Segment Open

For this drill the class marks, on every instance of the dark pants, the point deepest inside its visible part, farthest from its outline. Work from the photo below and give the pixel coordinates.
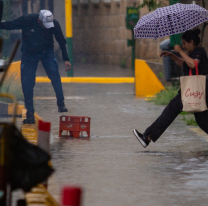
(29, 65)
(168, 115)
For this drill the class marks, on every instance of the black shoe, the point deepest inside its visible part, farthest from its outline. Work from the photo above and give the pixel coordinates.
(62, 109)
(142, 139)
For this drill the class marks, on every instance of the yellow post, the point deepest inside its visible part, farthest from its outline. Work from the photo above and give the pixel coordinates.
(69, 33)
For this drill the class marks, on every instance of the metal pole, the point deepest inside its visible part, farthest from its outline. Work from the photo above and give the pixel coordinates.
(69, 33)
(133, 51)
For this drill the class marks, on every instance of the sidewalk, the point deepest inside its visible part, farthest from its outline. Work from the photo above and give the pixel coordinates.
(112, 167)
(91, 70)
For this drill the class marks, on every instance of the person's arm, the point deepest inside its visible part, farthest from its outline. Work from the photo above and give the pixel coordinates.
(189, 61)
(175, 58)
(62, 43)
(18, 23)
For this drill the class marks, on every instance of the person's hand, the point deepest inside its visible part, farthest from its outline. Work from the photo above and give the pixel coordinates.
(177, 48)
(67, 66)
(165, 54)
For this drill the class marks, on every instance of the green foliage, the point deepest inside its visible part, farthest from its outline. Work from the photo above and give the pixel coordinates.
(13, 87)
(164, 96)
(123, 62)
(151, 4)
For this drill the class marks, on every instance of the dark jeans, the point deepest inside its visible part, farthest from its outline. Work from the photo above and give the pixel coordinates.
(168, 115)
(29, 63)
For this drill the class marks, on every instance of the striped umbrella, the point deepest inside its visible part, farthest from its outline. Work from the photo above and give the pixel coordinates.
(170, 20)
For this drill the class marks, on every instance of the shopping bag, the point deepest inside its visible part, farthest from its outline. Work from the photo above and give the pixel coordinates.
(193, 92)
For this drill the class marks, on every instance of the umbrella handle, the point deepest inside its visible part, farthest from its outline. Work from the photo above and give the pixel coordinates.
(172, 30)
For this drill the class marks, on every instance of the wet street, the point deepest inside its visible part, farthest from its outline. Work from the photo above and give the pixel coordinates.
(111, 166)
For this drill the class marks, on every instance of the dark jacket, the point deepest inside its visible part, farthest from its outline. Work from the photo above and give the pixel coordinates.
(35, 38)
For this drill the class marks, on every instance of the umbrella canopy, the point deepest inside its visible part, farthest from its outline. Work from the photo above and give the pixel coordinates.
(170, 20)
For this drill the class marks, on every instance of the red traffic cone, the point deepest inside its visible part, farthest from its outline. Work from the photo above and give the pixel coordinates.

Segment Closed

[What you need to do] Set every line of the records down again exactly, and exclude all pictures.

[Answer section]
For this drill the class marks, on every instance of the dark pants, the point deepest inside its visible part, farthest from its outline. Work from the photo below and give the pixel coordinates.
(29, 65)
(168, 115)
For this drill the class marks, on every instance of the black shoe, the point deepest inside its visible part, farthest from its outline. Work from the photo above and give the pixel coordinates.
(62, 109)
(142, 139)
For this drill the class marks, on every instance of the yellow post, the point deepest inside its visible part, farthest from its outline. Work from the photo above and give the pixel coordinates.
(69, 33)
For this drill the class marks, on every instance of the metal pole, the point deepest inside its visible part, farthest from its outline. Work from the photo above and give the pixel coordinates.
(69, 33)
(133, 51)
For this drill the class marks, on every instance of the sidewalk, the point deepest inside its visible part, farthest from its outline. Work from the photo above and give the pixel coordinates.
(112, 167)
(91, 70)
For this drill the class marks, on every instance of the person's arm, the point deepest inside its visible part, farthest from its outline. Work from the photo above and give the pixel coordinates.
(189, 61)
(175, 58)
(62, 43)
(18, 23)
For this drill the class marks, on every instance of the person's hand, the point deepest inside its visible part, farthest from its outline. Work from the photo above and give the pixel coordinates.
(177, 48)
(67, 66)
(165, 54)
For this drill the class marks, on every instance of the green foliage, the point deepest inside its visible part, farthest from its outline. Work from the photo above and give the pixel coordinates.
(13, 87)
(164, 96)
(123, 62)
(151, 4)
For this drill the class marks, on every instance of the dark jeans, the point deepest inside its visible part, farthest from its outline. Work from the photo above and give the pixel coordinates.
(168, 115)
(29, 63)
For this drill the class marks, on every instance of the striped umbrella, the point deepest inside its visible part, farthest from its outline. Work from the photo above and give the pixel coordinates.
(170, 20)
For this drill the class marks, on every instance of the shopping bag, the point deepest inside its visible part, farthest from its outline. Work from the photo above and give the pixel coordinates.
(193, 92)
For this drill the class marks, on every instance of the umbrella handle, the point deepest inside its visible part, farthest from its outline. Work from the photo above and give the pixel coordinates.
(172, 30)
For this drill the class marks, on every instance of the wet street, the point deepest inside its visible part, farthest from its outline. Work from the photo above and give the pixel coordinates.
(111, 166)
For this drill the class marks, on every instance of the dark jacket, the point deepest inside its visible part, farthest from its outline. Work from the photo above and give the pixel coordinates.
(35, 38)
For this drill the class marks, on every instance of the umbrella canopy, the point deepest inside its visible part, farthest from its outline. Work from the photo above and give the pixel coordinates.
(170, 20)
For this drill the class marks, on every instance of the red traffic cone, the point deepest inside its visible part, farthest from its outline. Work from the photo above and give the pixel coordinates.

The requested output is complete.